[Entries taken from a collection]

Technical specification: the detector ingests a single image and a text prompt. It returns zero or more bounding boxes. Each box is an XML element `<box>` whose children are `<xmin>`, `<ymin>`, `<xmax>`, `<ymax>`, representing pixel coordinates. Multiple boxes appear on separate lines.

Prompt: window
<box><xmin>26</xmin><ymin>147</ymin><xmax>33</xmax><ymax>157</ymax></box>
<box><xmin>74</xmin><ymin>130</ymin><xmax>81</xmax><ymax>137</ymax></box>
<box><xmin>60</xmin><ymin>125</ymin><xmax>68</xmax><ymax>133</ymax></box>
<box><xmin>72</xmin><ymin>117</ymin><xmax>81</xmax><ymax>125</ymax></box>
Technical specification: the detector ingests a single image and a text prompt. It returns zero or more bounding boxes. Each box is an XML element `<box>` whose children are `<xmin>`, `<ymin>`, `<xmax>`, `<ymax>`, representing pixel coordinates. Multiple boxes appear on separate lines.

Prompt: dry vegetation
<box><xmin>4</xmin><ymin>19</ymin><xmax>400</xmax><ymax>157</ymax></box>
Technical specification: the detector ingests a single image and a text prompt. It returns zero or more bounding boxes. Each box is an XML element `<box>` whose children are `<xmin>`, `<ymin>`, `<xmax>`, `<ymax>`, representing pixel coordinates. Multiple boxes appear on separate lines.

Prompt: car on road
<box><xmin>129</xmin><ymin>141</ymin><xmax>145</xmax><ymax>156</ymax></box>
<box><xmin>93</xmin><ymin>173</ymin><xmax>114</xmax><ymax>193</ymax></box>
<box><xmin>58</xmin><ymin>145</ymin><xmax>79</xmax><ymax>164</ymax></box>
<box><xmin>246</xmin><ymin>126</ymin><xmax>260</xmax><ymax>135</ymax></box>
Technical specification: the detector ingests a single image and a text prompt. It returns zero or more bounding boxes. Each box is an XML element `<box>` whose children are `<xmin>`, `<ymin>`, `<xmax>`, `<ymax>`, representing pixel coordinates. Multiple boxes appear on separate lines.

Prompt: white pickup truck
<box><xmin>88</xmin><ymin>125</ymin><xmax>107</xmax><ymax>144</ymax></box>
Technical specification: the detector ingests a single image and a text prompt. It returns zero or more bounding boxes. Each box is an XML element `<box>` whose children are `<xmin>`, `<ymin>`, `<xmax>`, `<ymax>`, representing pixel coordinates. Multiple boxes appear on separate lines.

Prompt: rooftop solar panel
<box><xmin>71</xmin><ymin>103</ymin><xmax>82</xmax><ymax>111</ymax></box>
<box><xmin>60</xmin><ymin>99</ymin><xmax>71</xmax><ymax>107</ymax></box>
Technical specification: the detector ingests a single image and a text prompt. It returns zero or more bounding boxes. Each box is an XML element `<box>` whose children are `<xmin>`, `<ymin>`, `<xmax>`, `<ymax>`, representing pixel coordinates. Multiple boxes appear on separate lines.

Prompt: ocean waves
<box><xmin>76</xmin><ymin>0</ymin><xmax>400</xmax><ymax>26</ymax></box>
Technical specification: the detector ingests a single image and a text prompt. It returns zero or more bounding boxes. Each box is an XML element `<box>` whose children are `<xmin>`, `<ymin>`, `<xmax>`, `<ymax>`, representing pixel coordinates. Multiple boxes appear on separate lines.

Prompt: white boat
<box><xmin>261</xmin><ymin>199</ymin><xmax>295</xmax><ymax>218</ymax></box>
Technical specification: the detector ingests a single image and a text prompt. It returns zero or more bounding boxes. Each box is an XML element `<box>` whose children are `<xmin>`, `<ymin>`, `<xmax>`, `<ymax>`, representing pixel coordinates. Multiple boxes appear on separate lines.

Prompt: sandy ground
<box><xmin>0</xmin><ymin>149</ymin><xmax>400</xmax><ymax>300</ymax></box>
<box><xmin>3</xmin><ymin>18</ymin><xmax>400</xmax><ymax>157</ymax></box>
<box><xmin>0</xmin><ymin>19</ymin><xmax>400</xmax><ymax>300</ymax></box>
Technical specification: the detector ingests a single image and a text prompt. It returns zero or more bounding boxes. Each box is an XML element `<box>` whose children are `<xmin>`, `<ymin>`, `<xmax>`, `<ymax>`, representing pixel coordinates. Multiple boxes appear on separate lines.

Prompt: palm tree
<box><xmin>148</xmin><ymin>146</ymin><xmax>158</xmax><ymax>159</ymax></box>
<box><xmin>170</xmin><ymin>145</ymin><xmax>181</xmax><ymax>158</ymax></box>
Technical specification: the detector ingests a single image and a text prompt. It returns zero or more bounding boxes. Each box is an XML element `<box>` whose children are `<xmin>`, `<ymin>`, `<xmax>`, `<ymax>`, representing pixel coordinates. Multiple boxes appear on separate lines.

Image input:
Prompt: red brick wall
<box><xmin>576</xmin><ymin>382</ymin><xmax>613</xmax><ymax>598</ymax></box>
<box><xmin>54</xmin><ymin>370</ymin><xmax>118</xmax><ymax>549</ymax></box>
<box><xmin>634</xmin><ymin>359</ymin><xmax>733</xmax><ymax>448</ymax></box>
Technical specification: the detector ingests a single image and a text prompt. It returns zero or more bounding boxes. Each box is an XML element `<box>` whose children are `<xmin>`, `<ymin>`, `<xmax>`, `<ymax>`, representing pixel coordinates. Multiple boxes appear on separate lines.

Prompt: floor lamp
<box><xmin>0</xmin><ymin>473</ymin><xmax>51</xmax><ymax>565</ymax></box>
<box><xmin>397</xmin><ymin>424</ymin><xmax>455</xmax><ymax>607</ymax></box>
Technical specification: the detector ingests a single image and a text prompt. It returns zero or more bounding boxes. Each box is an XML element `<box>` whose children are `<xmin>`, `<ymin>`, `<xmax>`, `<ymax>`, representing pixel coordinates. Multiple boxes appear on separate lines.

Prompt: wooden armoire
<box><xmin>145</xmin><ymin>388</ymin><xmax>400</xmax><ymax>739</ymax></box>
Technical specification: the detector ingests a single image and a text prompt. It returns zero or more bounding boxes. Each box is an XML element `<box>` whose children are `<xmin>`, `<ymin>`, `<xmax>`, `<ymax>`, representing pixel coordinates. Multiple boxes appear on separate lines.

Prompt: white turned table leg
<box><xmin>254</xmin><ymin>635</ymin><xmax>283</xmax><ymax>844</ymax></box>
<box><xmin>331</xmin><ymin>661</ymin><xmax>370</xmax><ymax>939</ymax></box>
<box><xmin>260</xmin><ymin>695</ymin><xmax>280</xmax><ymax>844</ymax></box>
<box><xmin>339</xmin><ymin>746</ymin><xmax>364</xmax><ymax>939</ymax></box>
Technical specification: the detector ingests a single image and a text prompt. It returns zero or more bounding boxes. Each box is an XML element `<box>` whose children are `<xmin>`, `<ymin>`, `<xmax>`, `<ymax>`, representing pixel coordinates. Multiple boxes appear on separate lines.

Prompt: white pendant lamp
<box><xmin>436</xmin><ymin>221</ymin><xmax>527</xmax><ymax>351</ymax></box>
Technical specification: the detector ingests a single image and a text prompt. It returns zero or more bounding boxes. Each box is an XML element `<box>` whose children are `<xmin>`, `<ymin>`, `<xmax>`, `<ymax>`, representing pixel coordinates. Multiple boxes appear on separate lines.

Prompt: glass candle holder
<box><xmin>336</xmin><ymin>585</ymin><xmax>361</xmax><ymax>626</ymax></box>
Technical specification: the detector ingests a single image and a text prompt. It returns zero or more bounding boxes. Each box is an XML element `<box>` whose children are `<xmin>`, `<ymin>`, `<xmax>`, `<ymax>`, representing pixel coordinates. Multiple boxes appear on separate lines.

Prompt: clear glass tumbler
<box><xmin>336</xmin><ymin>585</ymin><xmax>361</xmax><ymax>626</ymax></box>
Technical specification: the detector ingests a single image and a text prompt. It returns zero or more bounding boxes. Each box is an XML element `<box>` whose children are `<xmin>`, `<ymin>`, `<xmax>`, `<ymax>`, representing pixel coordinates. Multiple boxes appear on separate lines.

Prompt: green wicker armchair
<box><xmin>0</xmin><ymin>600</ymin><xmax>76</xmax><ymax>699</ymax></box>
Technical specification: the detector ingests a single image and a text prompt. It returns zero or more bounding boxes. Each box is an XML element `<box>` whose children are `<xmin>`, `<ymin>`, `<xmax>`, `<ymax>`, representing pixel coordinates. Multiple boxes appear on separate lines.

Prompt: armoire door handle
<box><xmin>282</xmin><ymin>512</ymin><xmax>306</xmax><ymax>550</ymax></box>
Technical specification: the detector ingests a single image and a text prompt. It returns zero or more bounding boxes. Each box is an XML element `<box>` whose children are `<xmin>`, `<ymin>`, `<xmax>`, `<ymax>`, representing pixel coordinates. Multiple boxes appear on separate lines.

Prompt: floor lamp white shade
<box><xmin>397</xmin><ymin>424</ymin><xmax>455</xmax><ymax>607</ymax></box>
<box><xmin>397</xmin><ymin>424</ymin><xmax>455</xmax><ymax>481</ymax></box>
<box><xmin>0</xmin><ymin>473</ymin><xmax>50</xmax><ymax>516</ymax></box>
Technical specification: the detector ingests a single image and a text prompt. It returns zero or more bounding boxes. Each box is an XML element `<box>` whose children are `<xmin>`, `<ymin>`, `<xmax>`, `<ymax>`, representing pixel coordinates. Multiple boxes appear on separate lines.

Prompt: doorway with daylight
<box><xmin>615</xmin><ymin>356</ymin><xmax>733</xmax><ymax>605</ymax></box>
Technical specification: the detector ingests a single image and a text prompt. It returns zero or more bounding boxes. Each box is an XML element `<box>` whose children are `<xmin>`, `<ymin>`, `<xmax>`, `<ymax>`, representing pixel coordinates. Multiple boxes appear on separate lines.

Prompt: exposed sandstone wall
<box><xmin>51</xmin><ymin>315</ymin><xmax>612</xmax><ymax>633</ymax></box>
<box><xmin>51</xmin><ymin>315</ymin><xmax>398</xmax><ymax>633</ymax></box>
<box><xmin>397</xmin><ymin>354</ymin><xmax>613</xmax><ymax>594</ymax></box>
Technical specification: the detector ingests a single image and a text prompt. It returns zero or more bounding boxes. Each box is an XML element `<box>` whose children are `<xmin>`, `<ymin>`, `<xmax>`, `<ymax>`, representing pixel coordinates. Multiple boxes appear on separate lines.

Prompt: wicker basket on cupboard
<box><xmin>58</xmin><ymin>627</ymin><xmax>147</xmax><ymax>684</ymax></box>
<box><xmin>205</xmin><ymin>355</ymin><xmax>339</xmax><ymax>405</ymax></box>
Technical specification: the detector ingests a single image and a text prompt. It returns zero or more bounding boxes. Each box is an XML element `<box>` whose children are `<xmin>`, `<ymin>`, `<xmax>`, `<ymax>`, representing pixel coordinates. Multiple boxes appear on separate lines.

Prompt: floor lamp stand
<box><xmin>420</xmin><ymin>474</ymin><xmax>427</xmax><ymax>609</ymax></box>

DIRECTION: Report every line in the listing above that contains the word "armoire".

RESPONSE TO THIS TASK:
Prompt: wooden armoire
Prompt: armoire door handle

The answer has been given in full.